### GOAL
Every entry needs to be reproduced exactly.

### DATASET EXCERPTS
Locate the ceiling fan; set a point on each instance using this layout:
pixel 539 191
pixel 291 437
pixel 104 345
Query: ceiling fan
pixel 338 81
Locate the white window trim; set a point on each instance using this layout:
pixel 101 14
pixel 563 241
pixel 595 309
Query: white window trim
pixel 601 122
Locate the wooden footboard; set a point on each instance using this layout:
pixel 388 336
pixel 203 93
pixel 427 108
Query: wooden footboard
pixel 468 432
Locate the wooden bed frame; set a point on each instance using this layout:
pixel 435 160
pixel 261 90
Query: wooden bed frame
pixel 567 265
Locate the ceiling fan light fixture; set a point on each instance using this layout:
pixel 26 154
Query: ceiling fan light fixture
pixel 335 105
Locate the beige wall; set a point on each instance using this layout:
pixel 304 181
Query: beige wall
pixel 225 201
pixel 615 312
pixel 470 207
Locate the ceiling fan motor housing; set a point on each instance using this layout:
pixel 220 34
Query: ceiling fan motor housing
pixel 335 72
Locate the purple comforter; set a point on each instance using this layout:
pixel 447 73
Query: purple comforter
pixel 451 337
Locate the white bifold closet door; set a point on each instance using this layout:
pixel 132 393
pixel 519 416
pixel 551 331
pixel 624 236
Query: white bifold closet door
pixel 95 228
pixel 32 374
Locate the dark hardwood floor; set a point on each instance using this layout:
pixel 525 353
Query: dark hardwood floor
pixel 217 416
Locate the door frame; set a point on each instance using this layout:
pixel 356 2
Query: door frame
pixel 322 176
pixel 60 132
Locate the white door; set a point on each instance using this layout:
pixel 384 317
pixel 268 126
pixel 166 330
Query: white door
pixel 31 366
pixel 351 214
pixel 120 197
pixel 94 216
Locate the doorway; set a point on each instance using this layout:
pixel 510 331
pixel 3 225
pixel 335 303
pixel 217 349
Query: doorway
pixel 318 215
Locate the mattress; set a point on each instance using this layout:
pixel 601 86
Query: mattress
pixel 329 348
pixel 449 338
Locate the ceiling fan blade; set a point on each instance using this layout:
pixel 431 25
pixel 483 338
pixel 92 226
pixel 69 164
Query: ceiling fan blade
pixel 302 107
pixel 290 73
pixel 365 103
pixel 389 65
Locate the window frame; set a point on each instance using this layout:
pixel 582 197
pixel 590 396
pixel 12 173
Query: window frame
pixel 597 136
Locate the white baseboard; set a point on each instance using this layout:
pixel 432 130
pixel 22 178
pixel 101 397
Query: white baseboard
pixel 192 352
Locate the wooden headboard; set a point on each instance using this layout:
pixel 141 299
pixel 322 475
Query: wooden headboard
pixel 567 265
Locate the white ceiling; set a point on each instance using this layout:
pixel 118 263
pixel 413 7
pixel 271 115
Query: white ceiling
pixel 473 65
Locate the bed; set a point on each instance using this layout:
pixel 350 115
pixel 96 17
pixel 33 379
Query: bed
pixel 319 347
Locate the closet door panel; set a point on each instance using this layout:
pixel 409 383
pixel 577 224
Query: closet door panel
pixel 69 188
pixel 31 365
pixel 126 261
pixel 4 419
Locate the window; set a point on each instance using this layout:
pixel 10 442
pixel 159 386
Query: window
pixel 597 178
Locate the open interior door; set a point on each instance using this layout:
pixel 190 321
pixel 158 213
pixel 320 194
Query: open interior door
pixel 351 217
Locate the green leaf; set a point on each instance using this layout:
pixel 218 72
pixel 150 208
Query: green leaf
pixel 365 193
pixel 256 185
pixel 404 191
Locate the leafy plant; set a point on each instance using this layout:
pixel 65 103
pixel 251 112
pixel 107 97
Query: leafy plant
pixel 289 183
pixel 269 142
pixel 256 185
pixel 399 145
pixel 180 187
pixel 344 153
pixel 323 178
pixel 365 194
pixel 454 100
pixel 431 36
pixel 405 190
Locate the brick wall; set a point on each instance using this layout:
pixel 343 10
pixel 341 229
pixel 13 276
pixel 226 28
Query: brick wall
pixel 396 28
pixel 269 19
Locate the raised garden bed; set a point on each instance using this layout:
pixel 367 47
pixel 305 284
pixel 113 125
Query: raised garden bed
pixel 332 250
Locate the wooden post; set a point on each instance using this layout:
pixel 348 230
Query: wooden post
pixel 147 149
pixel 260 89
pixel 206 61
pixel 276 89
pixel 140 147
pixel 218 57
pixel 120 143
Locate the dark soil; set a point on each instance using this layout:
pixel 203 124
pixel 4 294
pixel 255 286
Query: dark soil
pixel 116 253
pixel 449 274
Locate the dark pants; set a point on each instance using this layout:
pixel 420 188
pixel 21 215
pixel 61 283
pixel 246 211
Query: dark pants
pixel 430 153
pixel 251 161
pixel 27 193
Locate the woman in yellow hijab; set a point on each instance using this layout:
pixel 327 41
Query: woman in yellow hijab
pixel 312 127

### COMPLETED EXERCISE
Locate the ceiling fan; set a point on each instance using this layout:
pixel 539 191
pixel 291 437
pixel 104 345
Query: ceiling fan
pixel 338 81
Locate the white window trim; set a point on each instance using this layout:
pixel 101 14
pixel 563 241
pixel 595 309
Query: white window trim
pixel 601 122
Locate the wooden footboard; set a point on each instance using this layout:
pixel 388 336
pixel 203 93
pixel 427 108
Query: wooden footboard
pixel 468 432
Locate the wooden bed frame; set a point on each instance using this layout:
pixel 435 160
pixel 261 90
Query: wooden bed frame
pixel 567 265
Locate the ceiling fan light fixture; set a point on each instance using this layout:
pixel 26 154
Query: ceiling fan light fixture
pixel 335 105
Locate the beige wall; set a point on each instance using this layout:
pixel 304 181
Query: beige wall
pixel 225 201
pixel 615 312
pixel 470 207
Locate the ceiling fan motor housing; set a point on each instance using this layout:
pixel 220 34
Query: ceiling fan motor housing
pixel 335 72
Locate the purple comforter; set a point on each instance using this layout:
pixel 447 73
Query: purple comforter
pixel 451 337
Locate the white bifold closet door; set a point on each instance using this layout:
pixel 132 393
pixel 519 416
pixel 551 331
pixel 624 236
Query: white bifold closet door
pixel 95 228
pixel 32 374
Locate the dark hardwood floor; set a point on each instance using this layout:
pixel 525 353
Query: dark hardwood floor
pixel 217 416
Locate the door frame; set a point on each instance using this layout:
pixel 356 2
Query: door frame
pixel 322 176
pixel 60 132
Locate the white door; set a point on each instance using this layout:
pixel 384 317
pixel 268 126
pixel 166 330
Query: white door
pixel 31 366
pixel 351 214
pixel 120 197
pixel 94 216
Locate the doorway; set a point on each instance using this layout:
pixel 510 331
pixel 3 225
pixel 335 303
pixel 217 349
Query: doorway
pixel 318 215
Locate the mattress; set a point on each instance using this layout:
pixel 601 86
Query: mattress
pixel 329 348
pixel 449 338
Locate the ceiling fan blade; set a point on each instance using this layout:
pixel 431 25
pixel 483 338
pixel 92 226
pixel 69 164
Query: ceiling fan blade
pixel 302 107
pixel 290 73
pixel 365 103
pixel 389 65
Locate the window frame; set a point on each instance using this layout:
pixel 582 197
pixel 590 396
pixel 12 173
Query: window frame
pixel 597 136
Locate the white baseboard; set a point on each instance using this layout:
pixel 432 130
pixel 22 178
pixel 101 397
Query: white baseboard
pixel 192 352
Locate the wooden headboard; set a point on each instance using this layout:
pixel 141 299
pixel 322 475
Query: wooden headboard
pixel 567 265
Locate the white ceiling; set a point on each instance using this layout:
pixel 118 263
pixel 413 7
pixel 271 115
Query: white ceiling
pixel 473 65
Locate the bed; set a point on each instance using this layout:
pixel 350 115
pixel 96 17
pixel 33 379
Query: bed
pixel 319 347
Locate the closet door panel; set a point on each instance using this layout:
pixel 409 383
pixel 577 224
Query: closet door panel
pixel 69 188
pixel 31 365
pixel 126 261
pixel 4 419
Locate the window; set a point on each instance using this layout:
pixel 10 442
pixel 159 386
Query: window
pixel 597 178
Locate the open interior door; set a point on each instance using this layout:
pixel 190 321
pixel 158 213
pixel 320 194
Query: open interior door
pixel 351 217
Locate the green leaf; set a point on each instance using this layout:
pixel 218 72
pixel 150 208
Query: green leaf
pixel 365 193
pixel 256 185
pixel 404 191
Locate the leafy plant; set a point on each instance using this layout:
pixel 65 103
pixel 251 112
pixel 107 97
Query: leafy plant
pixel 289 183
pixel 269 142
pixel 256 185
pixel 399 145
pixel 180 187
pixel 344 153
pixel 323 178
pixel 365 194
pixel 454 100
pixel 431 36
pixel 405 190
Locate the brick wall; set a point on each instance using this layout:
pixel 343 10
pixel 341 229
pixel 13 276
pixel 226 28
Query: brick wall
pixel 396 28
pixel 269 19
Locate the raised garden bed; set a point on each instance using this layout:
pixel 367 47
pixel 305 284
pixel 113 125
Query: raised garden bed
pixel 332 250
Locate the wooden post; set a point on each instance using this layout:
pixel 348 230
Query: wooden post
pixel 147 149
pixel 260 89
pixel 206 61
pixel 276 89
pixel 140 147
pixel 218 57
pixel 120 143
Locate the dark soil; set a point on each instance using this layout:
pixel 203 124
pixel 4 294
pixel 255 286
Query: dark soil
pixel 116 253
pixel 449 274
Locate the dark pants; set a point on each instance using this layout:
pixel 420 188
pixel 21 215
pixel 61 283
pixel 246 211
Query: dark pants
pixel 430 153
pixel 251 161
pixel 27 193
Locate the woman in yellow hijab; set a point on each instance using this layout:
pixel 327 41
Query: woman in yellow hijab
pixel 312 127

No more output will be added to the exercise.